Data records:
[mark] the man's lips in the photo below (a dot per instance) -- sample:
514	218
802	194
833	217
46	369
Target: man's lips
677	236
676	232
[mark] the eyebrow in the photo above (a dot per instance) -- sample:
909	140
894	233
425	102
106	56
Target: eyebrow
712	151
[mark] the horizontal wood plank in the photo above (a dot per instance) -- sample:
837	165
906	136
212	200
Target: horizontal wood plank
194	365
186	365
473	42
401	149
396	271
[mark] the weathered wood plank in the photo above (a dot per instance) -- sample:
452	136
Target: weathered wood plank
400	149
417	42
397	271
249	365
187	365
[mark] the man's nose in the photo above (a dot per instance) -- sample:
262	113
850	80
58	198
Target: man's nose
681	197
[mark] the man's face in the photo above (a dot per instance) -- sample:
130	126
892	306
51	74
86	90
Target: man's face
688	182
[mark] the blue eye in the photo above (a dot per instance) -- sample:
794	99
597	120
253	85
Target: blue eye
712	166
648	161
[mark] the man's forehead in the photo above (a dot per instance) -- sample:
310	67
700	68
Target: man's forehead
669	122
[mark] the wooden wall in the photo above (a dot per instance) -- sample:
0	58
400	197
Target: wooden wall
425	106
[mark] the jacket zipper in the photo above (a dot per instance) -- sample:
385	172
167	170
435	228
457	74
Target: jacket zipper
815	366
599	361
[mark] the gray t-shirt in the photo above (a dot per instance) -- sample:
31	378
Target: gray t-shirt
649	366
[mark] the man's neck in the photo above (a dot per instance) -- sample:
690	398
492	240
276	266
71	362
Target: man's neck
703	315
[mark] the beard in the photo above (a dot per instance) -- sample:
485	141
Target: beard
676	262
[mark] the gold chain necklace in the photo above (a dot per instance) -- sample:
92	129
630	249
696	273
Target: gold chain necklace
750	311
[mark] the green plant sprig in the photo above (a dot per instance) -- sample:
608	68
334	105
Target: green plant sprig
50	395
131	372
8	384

==

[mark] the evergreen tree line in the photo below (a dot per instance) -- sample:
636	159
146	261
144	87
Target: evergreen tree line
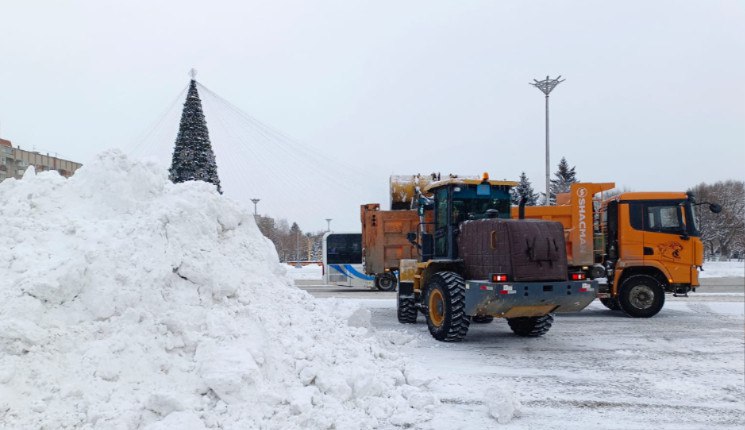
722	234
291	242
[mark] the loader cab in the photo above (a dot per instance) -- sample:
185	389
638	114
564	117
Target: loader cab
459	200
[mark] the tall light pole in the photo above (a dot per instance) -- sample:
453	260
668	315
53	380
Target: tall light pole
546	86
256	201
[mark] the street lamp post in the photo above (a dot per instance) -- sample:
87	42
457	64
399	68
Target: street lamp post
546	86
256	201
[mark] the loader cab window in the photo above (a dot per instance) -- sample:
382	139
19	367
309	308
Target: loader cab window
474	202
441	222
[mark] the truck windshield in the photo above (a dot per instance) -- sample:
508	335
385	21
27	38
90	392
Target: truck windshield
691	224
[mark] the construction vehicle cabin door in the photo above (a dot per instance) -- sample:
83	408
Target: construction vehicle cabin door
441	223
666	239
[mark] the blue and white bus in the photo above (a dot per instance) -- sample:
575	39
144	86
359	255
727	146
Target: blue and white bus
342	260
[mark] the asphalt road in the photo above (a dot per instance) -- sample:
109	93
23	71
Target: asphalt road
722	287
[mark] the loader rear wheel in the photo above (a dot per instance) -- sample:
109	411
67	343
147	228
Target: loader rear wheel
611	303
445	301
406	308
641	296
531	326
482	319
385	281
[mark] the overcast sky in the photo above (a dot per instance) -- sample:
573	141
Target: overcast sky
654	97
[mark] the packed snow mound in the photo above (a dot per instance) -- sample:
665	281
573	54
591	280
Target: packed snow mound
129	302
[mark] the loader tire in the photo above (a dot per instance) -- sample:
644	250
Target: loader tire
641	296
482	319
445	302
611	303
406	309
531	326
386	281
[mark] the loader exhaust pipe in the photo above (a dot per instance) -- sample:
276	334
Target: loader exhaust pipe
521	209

Problem statement:
Return each line of the items above that contains the word "mound".

Solution to this problem:
[mark] the packed snow mound in the photo above (a dot per instance) -- sample:
Target: packed snow mound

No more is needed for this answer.